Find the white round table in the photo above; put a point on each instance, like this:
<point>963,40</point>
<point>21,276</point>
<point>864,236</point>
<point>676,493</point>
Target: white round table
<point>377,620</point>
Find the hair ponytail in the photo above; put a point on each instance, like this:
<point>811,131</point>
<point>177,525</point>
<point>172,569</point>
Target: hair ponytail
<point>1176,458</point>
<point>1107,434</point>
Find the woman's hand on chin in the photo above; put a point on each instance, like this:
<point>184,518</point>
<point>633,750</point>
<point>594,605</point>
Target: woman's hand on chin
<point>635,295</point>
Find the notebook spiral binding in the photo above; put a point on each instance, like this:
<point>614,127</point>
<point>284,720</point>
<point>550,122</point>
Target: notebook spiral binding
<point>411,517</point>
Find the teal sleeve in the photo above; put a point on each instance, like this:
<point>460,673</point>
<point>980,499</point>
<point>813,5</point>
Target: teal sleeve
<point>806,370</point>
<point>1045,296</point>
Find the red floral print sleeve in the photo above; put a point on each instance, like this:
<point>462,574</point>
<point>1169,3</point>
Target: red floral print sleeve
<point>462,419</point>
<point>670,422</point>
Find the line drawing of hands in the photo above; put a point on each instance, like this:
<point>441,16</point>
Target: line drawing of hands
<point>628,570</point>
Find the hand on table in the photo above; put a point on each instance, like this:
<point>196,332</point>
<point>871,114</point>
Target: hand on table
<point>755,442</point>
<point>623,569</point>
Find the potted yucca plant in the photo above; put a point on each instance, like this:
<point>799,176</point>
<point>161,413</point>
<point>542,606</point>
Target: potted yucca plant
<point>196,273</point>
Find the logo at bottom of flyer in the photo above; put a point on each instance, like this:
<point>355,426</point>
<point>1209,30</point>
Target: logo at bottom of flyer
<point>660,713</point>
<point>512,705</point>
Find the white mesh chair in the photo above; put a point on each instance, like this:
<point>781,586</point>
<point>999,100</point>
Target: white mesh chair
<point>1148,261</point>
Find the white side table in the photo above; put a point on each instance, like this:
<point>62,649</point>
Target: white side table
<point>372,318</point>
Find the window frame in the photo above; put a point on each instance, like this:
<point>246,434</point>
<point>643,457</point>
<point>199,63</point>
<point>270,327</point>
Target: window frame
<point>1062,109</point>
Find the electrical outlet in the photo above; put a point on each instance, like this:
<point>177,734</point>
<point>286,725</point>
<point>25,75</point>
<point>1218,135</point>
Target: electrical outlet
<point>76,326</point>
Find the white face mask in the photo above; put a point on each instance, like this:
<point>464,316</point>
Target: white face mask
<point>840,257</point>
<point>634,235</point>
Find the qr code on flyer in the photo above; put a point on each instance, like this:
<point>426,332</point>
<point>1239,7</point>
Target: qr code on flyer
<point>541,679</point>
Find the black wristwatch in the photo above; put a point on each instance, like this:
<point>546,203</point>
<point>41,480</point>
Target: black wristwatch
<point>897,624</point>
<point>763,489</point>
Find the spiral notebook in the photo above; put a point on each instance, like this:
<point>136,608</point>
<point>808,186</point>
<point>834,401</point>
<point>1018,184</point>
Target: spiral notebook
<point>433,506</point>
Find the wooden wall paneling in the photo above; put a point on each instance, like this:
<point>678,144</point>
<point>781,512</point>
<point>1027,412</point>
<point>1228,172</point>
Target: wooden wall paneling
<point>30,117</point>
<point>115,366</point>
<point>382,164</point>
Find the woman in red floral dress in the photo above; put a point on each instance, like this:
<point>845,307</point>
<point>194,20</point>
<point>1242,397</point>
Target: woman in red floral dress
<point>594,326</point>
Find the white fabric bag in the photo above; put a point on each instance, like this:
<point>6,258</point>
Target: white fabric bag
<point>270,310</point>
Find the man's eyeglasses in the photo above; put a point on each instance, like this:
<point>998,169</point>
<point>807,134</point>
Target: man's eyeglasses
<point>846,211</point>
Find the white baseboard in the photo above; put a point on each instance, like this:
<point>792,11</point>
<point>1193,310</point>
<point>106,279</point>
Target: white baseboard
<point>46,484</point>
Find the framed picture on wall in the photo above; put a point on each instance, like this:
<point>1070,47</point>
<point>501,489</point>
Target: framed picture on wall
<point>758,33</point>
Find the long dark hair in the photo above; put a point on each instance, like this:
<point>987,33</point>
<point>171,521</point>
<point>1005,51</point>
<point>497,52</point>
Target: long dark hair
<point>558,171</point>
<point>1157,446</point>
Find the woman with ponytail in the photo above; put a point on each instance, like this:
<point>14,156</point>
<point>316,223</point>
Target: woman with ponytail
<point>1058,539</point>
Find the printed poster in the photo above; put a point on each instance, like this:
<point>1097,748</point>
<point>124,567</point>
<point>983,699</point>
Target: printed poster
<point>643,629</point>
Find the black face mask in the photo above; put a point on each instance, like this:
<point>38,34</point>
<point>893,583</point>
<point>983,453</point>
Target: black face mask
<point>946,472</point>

=== Problem to work on ===
Reproduce the listing above verbatim, keeping every line in its original order.

=== Answer to this problem ===
Find the white round table in the photo above; put a point on each instance, like this:
<point>963,40</point>
<point>21,276</point>
<point>864,236</point>
<point>676,493</point>
Target: white round table
<point>377,620</point>
Find the hair ponytail in the photo above; put a point on each instance, like this:
<point>811,131</point>
<point>177,525</point>
<point>172,569</point>
Target: hair ponytail
<point>1176,458</point>
<point>1107,434</point>
Find the woman's hand on chin in the photo above; put a point on each instance, like this:
<point>184,518</point>
<point>633,750</point>
<point>594,605</point>
Target: woman's hand on chin
<point>635,295</point>
Find the notebook spiral binding in the photo above; put a point on each instance, like this:
<point>614,127</point>
<point>284,720</point>
<point>550,122</point>
Target: notebook spiral binding
<point>411,517</point>
Find the teal sleeve in the photo above; put a point on each instance, like this:
<point>460,673</point>
<point>980,499</point>
<point>813,5</point>
Target: teal sleeve
<point>806,370</point>
<point>1045,296</point>
Find the red floral print sleeve in the photo above; put a point on each instance, like this:
<point>462,574</point>
<point>1169,3</point>
Target: red floral print sleeve
<point>462,419</point>
<point>670,422</point>
Find the line drawing of hands in the photo above; put a point on each instance, like this:
<point>441,16</point>
Target: line drawing of hands
<point>628,570</point>
Find the hand on table in the photo above; put a point on each instance, like this:
<point>196,332</point>
<point>871,114</point>
Target: hand on table
<point>755,442</point>
<point>623,569</point>
Find the potted yucca plant in the photo above; put a point on each instance, like this:
<point>799,176</point>
<point>161,413</point>
<point>542,606</point>
Target: potted yucca plant
<point>196,273</point>
Find the logo at bottom of flyer in the photo above; put a point on each instance, like this:
<point>355,426</point>
<point>1209,30</point>
Target: logo at bottom of flyer
<point>660,713</point>
<point>512,705</point>
Find the white mesh chair in the photo above; put a point on each instance, like this:
<point>781,586</point>
<point>999,100</point>
Target: white mesh chair
<point>1148,261</point>
Find the white side table in the photo above; put a point on each instance, like this:
<point>62,649</point>
Target: white side table
<point>372,318</point>
Find the window frame in the photo above; put a point on each instance, like this:
<point>246,434</point>
<point>643,457</point>
<point>199,63</point>
<point>270,327</point>
Target: window frame
<point>1062,109</point>
Find the electrical outlet in the photo above; put a point on each instance, like this:
<point>177,734</point>
<point>286,725</point>
<point>25,75</point>
<point>1218,135</point>
Target: electrical outlet
<point>76,326</point>
Find the white face mask in the photo above; put a point on each instance, like this:
<point>464,316</point>
Target: white face mask
<point>840,257</point>
<point>634,235</point>
Find the qr code on flyer in the photo above; put a point on each instance, like this:
<point>426,332</point>
<point>1239,7</point>
Target: qr code on flyer
<point>541,679</point>
Find the black wristwatch in the photo above; put a point on each instance, like this:
<point>546,203</point>
<point>41,480</point>
Target: black wristwatch
<point>897,624</point>
<point>763,489</point>
Find the spiral notebook in the photo above; put a point on each instance, like this:
<point>136,608</point>
<point>808,186</point>
<point>834,401</point>
<point>1018,184</point>
Target: spiral notebook
<point>433,506</point>
Find the wooden wall paneling in the photo above; put a point on each instance, like this:
<point>678,144</point>
<point>781,512</point>
<point>1027,412</point>
<point>1228,172</point>
Target: wooden wall paneling
<point>30,117</point>
<point>115,366</point>
<point>382,164</point>
Find the woman in red floral dress in the photo above; put a point on each instance, like this:
<point>845,307</point>
<point>194,20</point>
<point>1242,397</point>
Target: woman in red floral dress
<point>594,326</point>
Find the white fabric bag in the photo above; put a point on each instance, like this:
<point>6,258</point>
Target: white fabric bag
<point>270,310</point>
Find the man's eyeglasses in the photo above; put a point on each instance, like this:
<point>998,169</point>
<point>807,134</point>
Target: man's eyeglasses
<point>846,211</point>
Find the white baseboard in the photo above; put a point on each instance, like this:
<point>792,11</point>
<point>1193,310</point>
<point>106,279</point>
Target: white baseboard
<point>46,484</point>
Find the framed picture on wall in the photo above; put a point on each instance, like this:
<point>1070,47</point>
<point>501,489</point>
Target: framed picture on wall
<point>758,33</point>
Find the long dark hair in the photo above; put a point on each instance, like this:
<point>987,33</point>
<point>171,521</point>
<point>1005,51</point>
<point>497,52</point>
Target: long dark hair
<point>558,171</point>
<point>1157,446</point>
Find the woman with ponytail in the photo above; put a point on each instance, like this:
<point>14,156</point>
<point>316,223</point>
Target: woman with ponytail
<point>1058,539</point>
Find the printed poster in the photo above; put a point on each instance, like this:
<point>1097,748</point>
<point>124,567</point>
<point>983,699</point>
Target: printed poster
<point>643,629</point>
Find the black face mask in the photo above; put a point on each instance, like this:
<point>38,34</point>
<point>893,583</point>
<point>983,453</point>
Target: black face mask
<point>946,472</point>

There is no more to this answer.